* Begin *

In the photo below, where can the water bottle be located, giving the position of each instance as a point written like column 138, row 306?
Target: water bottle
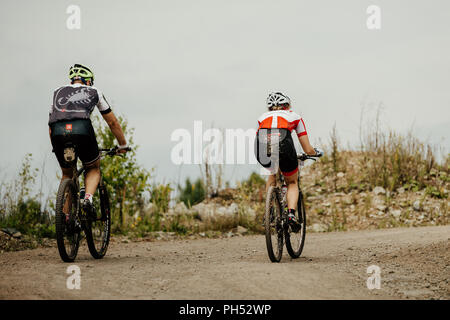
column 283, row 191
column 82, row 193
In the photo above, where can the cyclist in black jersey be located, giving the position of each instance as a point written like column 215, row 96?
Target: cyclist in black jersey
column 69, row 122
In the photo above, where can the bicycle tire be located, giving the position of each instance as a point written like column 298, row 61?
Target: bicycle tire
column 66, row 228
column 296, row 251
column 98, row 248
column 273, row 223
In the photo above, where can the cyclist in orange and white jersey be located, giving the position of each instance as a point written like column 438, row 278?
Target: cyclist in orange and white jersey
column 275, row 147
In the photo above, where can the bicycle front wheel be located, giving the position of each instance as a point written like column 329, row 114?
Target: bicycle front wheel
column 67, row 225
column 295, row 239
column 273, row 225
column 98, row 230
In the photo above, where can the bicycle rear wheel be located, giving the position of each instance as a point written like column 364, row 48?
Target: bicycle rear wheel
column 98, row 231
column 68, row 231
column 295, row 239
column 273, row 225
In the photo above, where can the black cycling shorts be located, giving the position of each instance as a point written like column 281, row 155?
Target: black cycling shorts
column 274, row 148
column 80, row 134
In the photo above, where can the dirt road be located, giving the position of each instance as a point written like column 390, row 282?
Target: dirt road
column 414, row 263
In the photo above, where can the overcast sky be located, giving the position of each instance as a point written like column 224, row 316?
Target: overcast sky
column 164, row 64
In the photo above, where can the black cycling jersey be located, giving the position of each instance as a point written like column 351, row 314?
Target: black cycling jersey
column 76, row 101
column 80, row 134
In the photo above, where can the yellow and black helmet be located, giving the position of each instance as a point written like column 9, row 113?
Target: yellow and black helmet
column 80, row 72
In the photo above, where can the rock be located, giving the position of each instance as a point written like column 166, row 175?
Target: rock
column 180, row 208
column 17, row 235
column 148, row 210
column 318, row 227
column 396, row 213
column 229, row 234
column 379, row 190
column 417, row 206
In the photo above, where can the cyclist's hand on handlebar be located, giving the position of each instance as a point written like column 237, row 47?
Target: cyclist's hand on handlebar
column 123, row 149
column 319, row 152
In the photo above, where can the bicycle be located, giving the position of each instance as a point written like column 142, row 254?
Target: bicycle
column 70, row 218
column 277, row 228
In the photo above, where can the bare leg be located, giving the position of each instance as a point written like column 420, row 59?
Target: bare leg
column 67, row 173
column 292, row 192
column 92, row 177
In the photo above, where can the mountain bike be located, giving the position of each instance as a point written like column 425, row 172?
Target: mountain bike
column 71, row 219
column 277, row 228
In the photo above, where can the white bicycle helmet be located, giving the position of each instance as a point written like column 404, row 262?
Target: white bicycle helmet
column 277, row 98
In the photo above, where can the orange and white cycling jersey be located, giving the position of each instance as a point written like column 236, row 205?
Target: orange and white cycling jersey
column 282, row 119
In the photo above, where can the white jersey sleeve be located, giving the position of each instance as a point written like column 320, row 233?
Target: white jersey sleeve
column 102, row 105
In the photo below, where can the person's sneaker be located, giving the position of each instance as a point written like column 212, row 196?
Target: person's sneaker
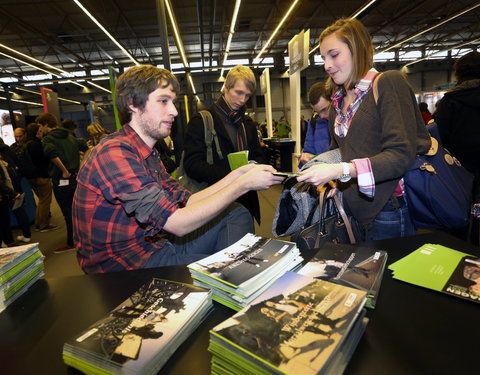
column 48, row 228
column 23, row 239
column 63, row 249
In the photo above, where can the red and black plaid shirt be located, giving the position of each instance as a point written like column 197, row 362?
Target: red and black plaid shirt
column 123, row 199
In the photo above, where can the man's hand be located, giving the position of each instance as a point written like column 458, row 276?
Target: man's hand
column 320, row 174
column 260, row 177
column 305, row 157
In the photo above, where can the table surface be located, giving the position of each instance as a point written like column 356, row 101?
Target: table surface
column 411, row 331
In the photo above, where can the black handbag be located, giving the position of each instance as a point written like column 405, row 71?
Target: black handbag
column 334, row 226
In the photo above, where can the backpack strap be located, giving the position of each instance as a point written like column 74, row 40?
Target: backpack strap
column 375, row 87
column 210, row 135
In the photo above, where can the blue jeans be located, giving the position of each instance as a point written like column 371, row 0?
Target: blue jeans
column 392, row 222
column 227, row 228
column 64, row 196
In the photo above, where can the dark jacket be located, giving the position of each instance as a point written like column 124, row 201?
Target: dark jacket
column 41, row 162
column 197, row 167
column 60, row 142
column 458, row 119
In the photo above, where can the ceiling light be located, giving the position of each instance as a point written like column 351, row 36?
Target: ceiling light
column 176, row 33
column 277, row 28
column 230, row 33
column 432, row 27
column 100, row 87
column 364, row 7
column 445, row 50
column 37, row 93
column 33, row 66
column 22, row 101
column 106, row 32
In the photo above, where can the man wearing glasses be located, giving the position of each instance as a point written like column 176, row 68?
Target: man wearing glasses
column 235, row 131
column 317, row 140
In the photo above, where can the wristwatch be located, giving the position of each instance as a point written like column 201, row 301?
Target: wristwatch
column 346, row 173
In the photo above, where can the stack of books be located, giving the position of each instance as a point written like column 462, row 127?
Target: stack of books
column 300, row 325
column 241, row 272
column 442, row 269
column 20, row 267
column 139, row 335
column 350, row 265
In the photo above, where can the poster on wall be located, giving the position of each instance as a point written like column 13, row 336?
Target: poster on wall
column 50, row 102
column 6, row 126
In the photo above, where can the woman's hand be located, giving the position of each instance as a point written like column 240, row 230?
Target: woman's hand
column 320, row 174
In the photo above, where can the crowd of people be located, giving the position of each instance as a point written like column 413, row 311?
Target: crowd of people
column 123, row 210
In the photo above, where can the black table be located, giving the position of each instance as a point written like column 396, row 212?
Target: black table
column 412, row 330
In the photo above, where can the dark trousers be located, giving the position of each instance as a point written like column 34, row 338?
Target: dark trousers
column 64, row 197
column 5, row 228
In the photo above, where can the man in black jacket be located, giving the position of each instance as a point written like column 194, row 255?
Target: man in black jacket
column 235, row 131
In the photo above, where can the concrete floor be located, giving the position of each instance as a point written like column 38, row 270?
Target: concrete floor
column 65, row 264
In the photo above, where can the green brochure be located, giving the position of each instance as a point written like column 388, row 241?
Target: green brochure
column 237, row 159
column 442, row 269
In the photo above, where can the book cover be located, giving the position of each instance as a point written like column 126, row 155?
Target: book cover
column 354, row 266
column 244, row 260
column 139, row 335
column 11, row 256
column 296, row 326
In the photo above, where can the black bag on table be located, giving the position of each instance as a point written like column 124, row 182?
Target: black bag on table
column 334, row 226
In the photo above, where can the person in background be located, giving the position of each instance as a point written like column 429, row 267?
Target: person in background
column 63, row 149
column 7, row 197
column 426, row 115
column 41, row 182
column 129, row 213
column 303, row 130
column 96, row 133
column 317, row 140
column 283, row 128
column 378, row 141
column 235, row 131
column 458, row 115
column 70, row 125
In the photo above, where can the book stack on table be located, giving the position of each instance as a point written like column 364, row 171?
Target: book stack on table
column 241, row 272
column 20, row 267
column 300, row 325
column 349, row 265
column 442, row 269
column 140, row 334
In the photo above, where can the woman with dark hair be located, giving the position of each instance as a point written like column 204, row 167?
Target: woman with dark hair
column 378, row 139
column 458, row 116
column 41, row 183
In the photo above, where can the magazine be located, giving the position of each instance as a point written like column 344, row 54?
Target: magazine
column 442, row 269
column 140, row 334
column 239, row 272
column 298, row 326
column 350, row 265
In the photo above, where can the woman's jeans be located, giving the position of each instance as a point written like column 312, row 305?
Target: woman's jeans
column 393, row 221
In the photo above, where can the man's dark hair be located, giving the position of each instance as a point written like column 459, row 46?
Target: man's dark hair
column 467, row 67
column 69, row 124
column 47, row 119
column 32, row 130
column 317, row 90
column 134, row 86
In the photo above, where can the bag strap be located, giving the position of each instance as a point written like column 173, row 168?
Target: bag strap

* End *
* Begin *

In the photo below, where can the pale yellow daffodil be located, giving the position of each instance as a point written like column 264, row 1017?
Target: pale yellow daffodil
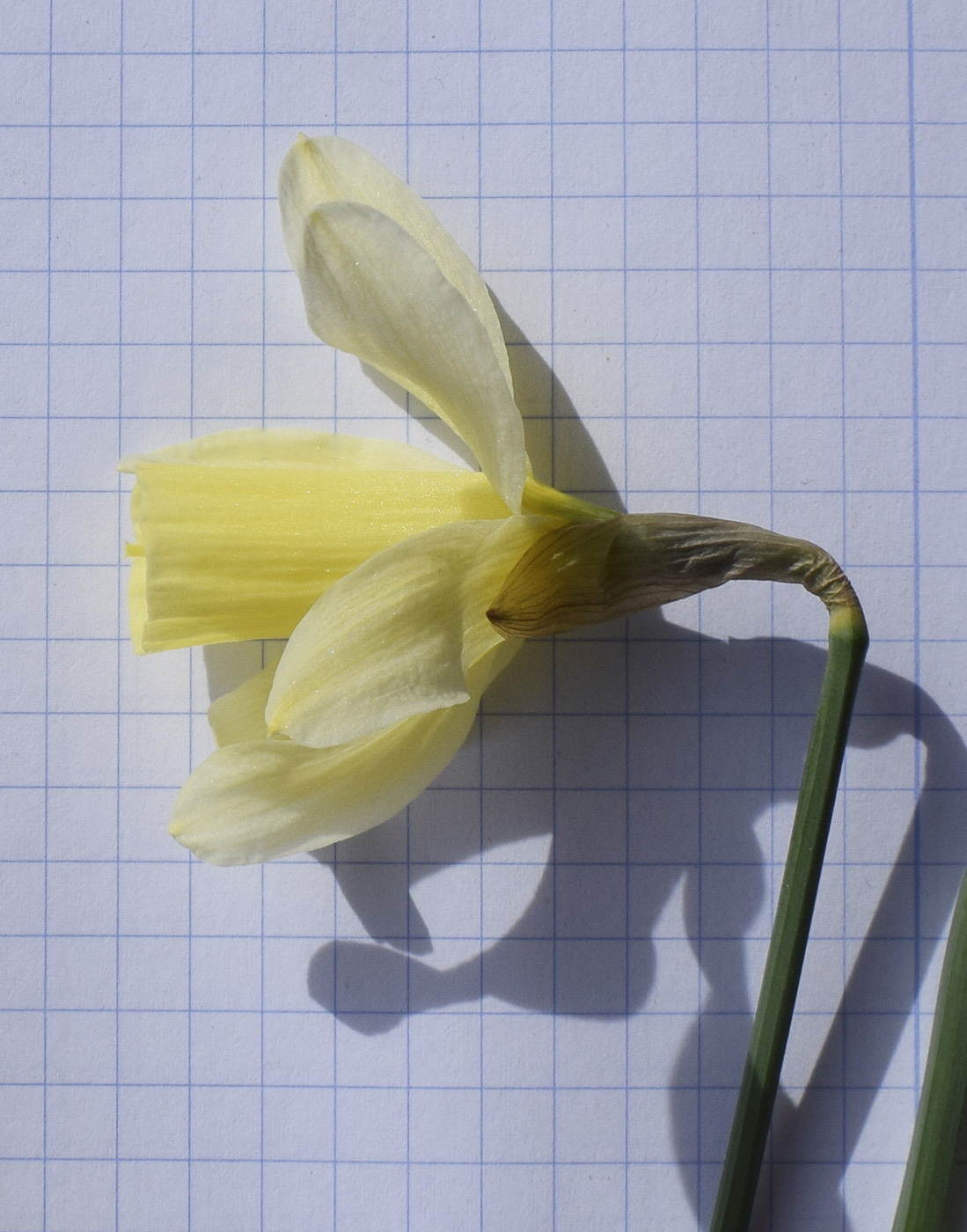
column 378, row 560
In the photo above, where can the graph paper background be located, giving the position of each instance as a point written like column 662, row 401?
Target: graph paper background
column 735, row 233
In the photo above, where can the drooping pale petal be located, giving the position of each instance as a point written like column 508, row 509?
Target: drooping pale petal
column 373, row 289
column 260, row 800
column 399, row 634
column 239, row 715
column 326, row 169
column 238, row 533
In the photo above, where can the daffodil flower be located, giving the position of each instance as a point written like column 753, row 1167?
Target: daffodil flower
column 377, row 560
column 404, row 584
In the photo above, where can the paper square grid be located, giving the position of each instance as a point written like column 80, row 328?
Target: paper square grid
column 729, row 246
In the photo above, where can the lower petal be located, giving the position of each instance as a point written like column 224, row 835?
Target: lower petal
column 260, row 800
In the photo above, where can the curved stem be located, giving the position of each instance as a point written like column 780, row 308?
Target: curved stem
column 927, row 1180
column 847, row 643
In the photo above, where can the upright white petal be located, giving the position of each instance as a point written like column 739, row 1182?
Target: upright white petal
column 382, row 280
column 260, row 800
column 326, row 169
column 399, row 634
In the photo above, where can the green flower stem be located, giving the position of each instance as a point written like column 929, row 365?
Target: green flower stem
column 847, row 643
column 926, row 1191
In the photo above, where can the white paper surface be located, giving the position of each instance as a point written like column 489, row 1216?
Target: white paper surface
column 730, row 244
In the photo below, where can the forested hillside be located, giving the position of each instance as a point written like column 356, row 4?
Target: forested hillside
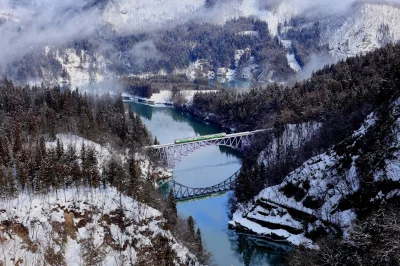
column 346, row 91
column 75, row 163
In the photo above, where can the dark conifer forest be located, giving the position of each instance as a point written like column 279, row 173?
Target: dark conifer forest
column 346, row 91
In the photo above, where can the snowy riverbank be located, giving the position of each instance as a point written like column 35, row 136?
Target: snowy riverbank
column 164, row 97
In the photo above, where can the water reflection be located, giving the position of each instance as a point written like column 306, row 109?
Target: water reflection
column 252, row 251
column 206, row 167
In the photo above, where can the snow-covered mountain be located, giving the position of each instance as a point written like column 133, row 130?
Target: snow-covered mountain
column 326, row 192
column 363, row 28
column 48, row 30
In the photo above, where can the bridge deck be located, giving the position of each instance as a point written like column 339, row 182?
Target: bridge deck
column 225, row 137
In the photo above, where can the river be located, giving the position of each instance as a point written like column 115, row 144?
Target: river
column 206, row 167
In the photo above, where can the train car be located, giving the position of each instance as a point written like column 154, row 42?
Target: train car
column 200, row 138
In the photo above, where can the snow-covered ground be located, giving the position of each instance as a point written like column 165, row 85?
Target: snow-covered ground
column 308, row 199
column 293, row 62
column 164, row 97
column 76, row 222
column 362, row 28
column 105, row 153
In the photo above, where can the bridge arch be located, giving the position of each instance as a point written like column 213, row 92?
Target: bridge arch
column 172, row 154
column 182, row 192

* End *

**Task instructions:**
Set down the data verbatim, beginning at the line that contains "In the photo below, where can the water" and stopping after the line that contains "column 273, row 223". Leave out the pictures.

**Written solution:**
In the photo below, where can the water bottle be located, giving the position of each instance as a point written like column 138, row 306?
Target: water bottle
column 283, row 191
column 82, row 193
In the photo above, where can the cyclist in black jersey be located, giving the position of each instance as a point written like column 215, row 96?
Target: cyclist in black jersey
column 69, row 122
In the photo above, where can the bicycle tire be located, giving the position of each instance as a point written like column 298, row 61?
Target: bicycle tire
column 66, row 228
column 296, row 251
column 98, row 248
column 273, row 223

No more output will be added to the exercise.